• About this exercise: Return all the entries. Match them word for word.

*** Supplied entries ***

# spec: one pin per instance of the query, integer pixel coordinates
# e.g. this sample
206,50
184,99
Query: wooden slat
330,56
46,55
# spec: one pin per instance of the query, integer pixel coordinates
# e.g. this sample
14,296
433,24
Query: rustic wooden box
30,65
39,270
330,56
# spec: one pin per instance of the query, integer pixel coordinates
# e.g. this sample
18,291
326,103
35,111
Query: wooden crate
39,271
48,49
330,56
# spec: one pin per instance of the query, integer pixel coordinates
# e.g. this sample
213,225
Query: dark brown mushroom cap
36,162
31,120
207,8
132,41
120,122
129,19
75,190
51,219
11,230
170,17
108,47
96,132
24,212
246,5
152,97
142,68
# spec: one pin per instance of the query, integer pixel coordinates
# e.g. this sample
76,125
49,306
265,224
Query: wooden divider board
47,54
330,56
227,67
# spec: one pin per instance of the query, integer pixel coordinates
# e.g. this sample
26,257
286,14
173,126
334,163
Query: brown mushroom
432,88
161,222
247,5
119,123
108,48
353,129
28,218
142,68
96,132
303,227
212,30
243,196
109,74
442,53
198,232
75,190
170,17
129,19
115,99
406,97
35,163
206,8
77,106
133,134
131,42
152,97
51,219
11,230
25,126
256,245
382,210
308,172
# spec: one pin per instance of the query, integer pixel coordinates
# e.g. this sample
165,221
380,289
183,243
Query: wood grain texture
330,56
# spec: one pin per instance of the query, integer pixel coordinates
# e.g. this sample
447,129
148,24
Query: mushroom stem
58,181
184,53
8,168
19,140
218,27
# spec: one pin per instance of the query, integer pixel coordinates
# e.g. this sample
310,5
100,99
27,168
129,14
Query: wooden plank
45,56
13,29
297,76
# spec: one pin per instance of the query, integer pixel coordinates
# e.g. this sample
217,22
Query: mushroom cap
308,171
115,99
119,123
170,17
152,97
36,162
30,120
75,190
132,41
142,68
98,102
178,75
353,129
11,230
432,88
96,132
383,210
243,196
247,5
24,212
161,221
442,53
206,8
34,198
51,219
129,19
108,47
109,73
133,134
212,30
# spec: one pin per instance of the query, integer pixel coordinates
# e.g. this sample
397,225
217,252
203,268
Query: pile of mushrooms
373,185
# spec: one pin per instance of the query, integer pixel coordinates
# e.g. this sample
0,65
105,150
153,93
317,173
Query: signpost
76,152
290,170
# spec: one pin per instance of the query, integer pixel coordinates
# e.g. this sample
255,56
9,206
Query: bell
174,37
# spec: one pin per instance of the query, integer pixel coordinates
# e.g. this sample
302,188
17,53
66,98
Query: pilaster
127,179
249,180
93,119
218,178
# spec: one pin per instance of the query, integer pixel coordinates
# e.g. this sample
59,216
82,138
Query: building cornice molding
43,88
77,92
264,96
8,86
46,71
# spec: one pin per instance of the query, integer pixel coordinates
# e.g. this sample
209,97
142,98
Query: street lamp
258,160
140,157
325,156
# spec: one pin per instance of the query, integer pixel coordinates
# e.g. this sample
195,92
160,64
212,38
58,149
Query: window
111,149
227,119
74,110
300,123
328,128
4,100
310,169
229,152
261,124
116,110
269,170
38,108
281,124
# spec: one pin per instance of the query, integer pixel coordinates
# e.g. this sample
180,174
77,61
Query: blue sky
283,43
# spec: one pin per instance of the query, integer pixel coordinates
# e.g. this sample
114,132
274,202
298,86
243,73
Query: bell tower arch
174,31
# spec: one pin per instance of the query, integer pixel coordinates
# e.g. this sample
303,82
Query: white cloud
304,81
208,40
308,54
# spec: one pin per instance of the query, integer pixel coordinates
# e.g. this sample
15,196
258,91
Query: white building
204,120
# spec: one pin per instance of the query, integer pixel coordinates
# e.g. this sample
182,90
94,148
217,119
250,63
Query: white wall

*** End of Supplied entries ***

• Solution:
# spec: one pin per instance of the query, integer pixel coordinates
# e.g. this sample
206,50
184,99
Query: wooden slat
330,56
46,55
# spec: one pin per instance of the query, integer pixel coordinates
# e.g. this sample
14,296
433,24
Query: rustic wooden box
30,65
39,270
330,56
# spec: one pin per instance of the query, integer pixel coordinates
# e.g. this sample
18,291
326,103
35,111
Query: wooden crate
39,271
48,49
330,56
# spec: one pin per instance of the query, integer pixel coordinates
# e.g. this sample
213,225
Query: dark brown mushroom cap
36,162
31,120
207,8
132,41
120,122
129,19
75,190
51,219
11,230
170,17
108,47
96,132
24,212
246,5
152,97
142,68
# spec: one pin per instance of the query, integer pixel coordinates
# e.g. this sample
76,125
49,306
265,224
Query: wooden divider board
47,54
330,56
227,67
# spec: one pin per instance of the query, integer pixel coordinates
# e.g. this sample
26,257
286,14
173,126
334,163
Query: brown mushroom
432,88
161,222
247,5
119,123
108,48
353,129
28,218
142,68
96,132
303,227
212,30
243,196
109,74
442,53
198,232
75,190
170,17
129,19
115,99
406,97
35,163
206,8
77,106
133,134
131,42
152,97
51,219
11,230
25,126
256,245
382,210
308,172
# spec: one pin per instance of the query, integer pixel coordinates
# e.g. this sample
165,221
380,289
183,243
Query: wood grain texture
330,56
# spec: one pin per instance of the query, integer pixel coordinates
# e.g. this sample
447,129
148,24
Query: mushroom stem
58,181
184,53
8,168
19,140
218,27
# spec: one pin per instance of the query, integer pixel coordinates
# e.g. this sample
310,5
100,99
27,168
129,14
Query: wooden plank
45,56
13,29
297,76
# spec: one pin per instance of the query, integer pixel coordinates
# e.g. this sample
217,22
Query: mushroom cap
308,171
115,99
119,123
170,17
152,97
36,162
30,120
75,190
132,41
142,68
98,102
178,75
353,129
11,230
432,88
96,132
383,210
243,196
247,5
24,212
161,221
442,53
206,8
34,198
51,219
129,19
108,47
109,73
133,134
212,30
# spec: one pin per instance of the query, integer pixel coordinates
# e.g. this sample
397,225
217,252
203,268
Query: pile of mushrooms
373,185
# spec: one pin per instance of the query, integer pixel coordinates
# e.g. this sample
0,65
105,150
153,93
317,173
Query: signpost
76,152
290,170
# spec: one pin per instance of the query, integer pixel coordinates
# e.g. this sample
255,56
9,206
Query: bell
174,37
# spec: one pin per instance of the query, integer pixel coordinates
# e.g. this sample
302,188
17,53
66,98
Query: pilaster
127,179
249,180
93,119
218,178
# spec: one pin per instance of the query, integer pixel coordinates
# e.g. this sample
59,216
82,138
Query: building cornice molding
43,88
77,92
264,96
8,86
46,71
# spec: one pin per instance of the query, integer pixel coordinates
# e.g. this sample
209,97
142,98
Query: street lamp
258,160
140,157
325,156
# spec: one pin per instance of the query, integer pixel coordinates
# e.g. this sample
195,92
160,64
212,38
58,149
Query: window
111,149
227,119
74,110
300,123
328,128
4,100
310,169
229,152
261,124
116,110
269,170
38,108
281,124
# spec: one pin per instance of the query, integer pixel coordinates
# e.g. this sample
180,174
77,61
Query: blue sky
283,43
# spec: one pin per instance of the query, integer pixel coordinates
# e.g. this sample
114,132
274,202
298,86
243,73
Query: bell tower arch
174,31
# spec: one pin per instance of the query, integer pixel coordinates
# e.g. this sample
303,82
Query: white cloud
304,81
208,40
308,54
# spec: one pin per instance of the query, integer pixel coordinates
# e.g. this sample
15,196
258,91
Query: white building
204,120
# spec: one pin per instance of the query, integer pixel coordinates
# e.g. this sample
182,90
94,148
217,119
250,63
Query: white wall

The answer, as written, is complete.